BEGIN Page extract

The Eighth Day

Now reading: The Eighth Day by Dianne K. Salerni

Yesterday I was looking forward to reading my book after work. I’d missed out on my usual bus reading time, because on Tuesday I drove to work for the first time since I started my job in 2008, so that Sang and I could go to the suburban Powell’s in the evening and see Atul Gawande. And yesterday we drove across town for breakfast with Sang’s parents, who were on their way home from a reunion, and then parked on campus again. Such decadence. Actually, driving to work was completely tedious, even with the radio. I am relieved that I’d actually much rather ride the bus (since it’s way cheaper and greener).

But yesterday I walked through the pouring rain to the Stott Center before six p.m. to get seats for Sang and me for Winona LaDuke’s talk at seven. Sang was tutoring until 6:45, so it was just me and my book and my notebook on our two little white plastic folding chairs.

The Eighth Day is about a boy who turns twelve and suddenly starts experiencing a day between Wednesday and Thursday. No one else is there, the first time this happens. AWESOME, right? I love extra-time tropes! Except, they are always ruined. Nicholson Baker’s Fermata, so icky. I remember liking Jane Louise Curry’s Parsley Sage, Rosemary, and Time, but it turns out it’s a  time travel book. Where is the book about a character stopping time and catching up on studying, getting a little extra rest and tidying up the house? It’s like that wouldn’t make a good story or something, sheesh.

Anyway, this one turns into an Arthurian thing, with descendants of Merlin and the Pendragon and others in various factions, and for some reason it’s a bit of a trudge. It felt weird to be reading a Merlin story in a hall full of Indigenous Studies and Sustainability people. I overheard greetings in Chinuk Wawa nearby!

END Page extract

Activity. Reproduce the complete text about reading The Eighth Day, word for word.

BEGIN Raw data

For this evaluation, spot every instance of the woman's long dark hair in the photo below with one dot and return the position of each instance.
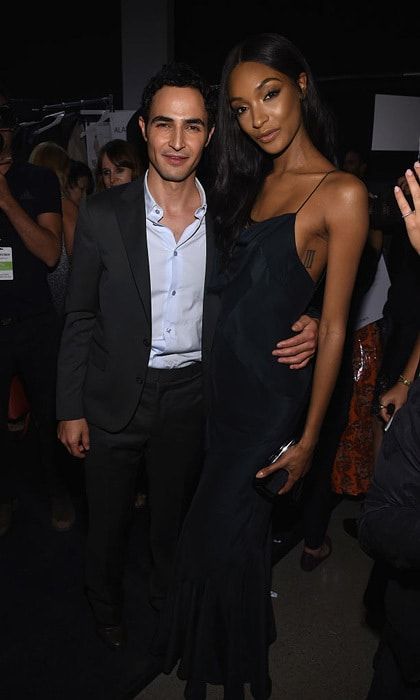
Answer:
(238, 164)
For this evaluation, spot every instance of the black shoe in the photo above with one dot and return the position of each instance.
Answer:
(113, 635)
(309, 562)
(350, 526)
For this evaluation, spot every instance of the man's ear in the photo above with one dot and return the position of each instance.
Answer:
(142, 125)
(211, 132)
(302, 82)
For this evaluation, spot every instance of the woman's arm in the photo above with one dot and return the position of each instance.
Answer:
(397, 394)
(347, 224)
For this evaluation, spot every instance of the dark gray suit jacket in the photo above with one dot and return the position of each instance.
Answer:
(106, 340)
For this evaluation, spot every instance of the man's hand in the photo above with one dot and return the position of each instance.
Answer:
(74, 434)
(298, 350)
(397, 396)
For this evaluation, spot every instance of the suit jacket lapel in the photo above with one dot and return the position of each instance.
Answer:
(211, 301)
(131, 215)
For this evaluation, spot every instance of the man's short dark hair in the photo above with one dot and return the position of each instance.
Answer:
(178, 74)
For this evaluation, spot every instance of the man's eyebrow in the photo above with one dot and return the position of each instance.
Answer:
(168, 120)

END Raw data
BEGIN Raw data

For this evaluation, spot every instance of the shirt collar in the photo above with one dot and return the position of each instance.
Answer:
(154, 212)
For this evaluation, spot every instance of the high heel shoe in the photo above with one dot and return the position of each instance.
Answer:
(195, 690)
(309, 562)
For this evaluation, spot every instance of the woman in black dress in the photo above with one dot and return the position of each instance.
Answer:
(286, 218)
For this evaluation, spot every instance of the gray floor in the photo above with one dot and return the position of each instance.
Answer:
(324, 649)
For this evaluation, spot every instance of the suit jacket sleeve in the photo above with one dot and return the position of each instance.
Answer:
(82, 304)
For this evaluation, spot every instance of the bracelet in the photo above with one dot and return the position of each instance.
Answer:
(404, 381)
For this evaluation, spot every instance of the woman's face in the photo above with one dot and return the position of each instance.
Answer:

END Raw data

Written solution.
The Eighth Day

Now reading: The Eighth Day by Dianne K. Salerni

Yesterday I was looking forward to reading my book after work. I’d missed out on my usual bus reading time, because on Tuesday I drove to work for the first time since I started my job in 2008, so that Sang and I could go to the suburban Powell’s in the evening and see Atul Gawande. And yesterday we drove across town for breakfast with Sang’s parents, who were on their way home from a reunion, and then parked on campus again. Such decadence. Actually, driving to work was completely tedious, even with the radio. I am relieved that I’d actually much rather ride the bus (since it’s way cheaper and greener).

But yesterday I walked through the pouring rain to the Stott Center before six p.m. to get seats for Sang and me for Winona LaDuke’s talk at seven. Sang was tutoring until 6:45, so it was just me and my book and my notebook on our two little white plastic folding chairs.

The Eighth Day is about a boy who turns twelve and suddenly starts experiencing a day between Wednesday and Thursday. No one else is there, the first time this happens. AWESOME, right? I love extra-time tropes! Except, they are always ruined. Nicholson Baker’s Fermata, so icky. I remember liking Jane Louise Curry’s Parsley Sage, Rosemary, and Time, but it turns out it’s a  time travel book. Where is the book about a character stopping time and catching up on studying, getting a little extra rest and tidying up the house? It’s like that wouldn’t make a good story or something, sheesh.

Anyway, this one turns into an Arthurian thing, with descendants of Merlin and the Pendragon and others in various factions, and for some reason it’s a bit of a trudge. It felt weird to be reading a Merlin story in a hall full of Indigenous Studies and Sustainability people. I overheard greetings in Chinuk Wawa nearby!